TASK DETAILS
Transcribe the following rows verbatim, beginning at the line that contains "If you could mark the blue" and stopping after the line that contains "<point>673,230</point>".

-- START OF DATA IN THIS EXERCISE --

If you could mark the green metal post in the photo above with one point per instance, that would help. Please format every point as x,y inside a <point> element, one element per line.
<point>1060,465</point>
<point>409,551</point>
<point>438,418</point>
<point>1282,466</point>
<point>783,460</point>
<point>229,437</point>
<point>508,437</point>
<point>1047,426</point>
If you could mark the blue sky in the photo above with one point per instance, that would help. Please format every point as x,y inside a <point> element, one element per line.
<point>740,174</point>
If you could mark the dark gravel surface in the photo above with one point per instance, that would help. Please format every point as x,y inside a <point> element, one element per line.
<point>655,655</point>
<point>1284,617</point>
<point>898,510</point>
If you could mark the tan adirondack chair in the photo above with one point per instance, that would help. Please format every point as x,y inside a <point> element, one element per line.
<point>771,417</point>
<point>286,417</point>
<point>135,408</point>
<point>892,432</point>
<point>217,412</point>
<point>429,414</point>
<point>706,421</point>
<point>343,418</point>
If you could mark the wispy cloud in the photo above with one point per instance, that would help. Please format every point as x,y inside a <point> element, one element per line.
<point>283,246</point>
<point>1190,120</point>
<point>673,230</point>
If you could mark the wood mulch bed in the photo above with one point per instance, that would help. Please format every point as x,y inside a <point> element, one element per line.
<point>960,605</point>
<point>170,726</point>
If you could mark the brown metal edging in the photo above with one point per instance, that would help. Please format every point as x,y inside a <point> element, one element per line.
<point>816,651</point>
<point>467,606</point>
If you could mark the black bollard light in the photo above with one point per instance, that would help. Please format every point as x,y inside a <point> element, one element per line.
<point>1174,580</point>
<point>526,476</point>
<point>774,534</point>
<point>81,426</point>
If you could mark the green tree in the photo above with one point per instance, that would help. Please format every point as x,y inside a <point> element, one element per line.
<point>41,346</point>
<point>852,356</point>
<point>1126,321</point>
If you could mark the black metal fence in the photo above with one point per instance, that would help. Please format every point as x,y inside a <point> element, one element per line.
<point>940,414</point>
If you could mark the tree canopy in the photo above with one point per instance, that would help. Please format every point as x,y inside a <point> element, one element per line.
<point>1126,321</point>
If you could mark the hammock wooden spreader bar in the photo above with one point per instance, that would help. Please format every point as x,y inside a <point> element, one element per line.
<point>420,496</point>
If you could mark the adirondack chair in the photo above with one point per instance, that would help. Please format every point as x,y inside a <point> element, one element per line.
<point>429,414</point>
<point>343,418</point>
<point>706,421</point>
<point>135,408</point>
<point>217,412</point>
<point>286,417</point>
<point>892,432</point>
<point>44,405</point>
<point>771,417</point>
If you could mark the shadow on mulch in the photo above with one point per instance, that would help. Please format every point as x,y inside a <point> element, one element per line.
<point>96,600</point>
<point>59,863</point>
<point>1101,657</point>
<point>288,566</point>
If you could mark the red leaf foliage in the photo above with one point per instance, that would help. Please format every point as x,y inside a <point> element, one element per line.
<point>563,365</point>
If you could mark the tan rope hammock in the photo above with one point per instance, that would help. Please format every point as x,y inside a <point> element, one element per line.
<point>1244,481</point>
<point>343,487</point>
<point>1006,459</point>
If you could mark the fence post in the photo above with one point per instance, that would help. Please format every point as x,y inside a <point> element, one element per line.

-- END OF DATA IN THIS EXERCISE --

RESULT
If you could mark the blue sky in the photo above with one point per instance, that would help. Please format every point as x,y inside a <point> element, one element per line.
<point>740,174</point>
If you could mark the dark gravel surface in the photo above with one point per instance, that would help. Please format every point as x,y inside a <point> element, one element per line.
<point>655,655</point>
<point>1284,617</point>
<point>898,510</point>
If you could mark the tan adirondack chair in the photo above with one point per instance, that would help. Please format every point as x,y inside a <point> element, one element per line.
<point>771,417</point>
<point>286,417</point>
<point>135,408</point>
<point>892,432</point>
<point>217,412</point>
<point>429,414</point>
<point>706,421</point>
<point>343,418</point>
If you could mark the wispy cloud in the photo above with one point per instance, that would help. Please format every point as x,y inside a <point> element, one element per line.
<point>283,246</point>
<point>1190,120</point>
<point>673,230</point>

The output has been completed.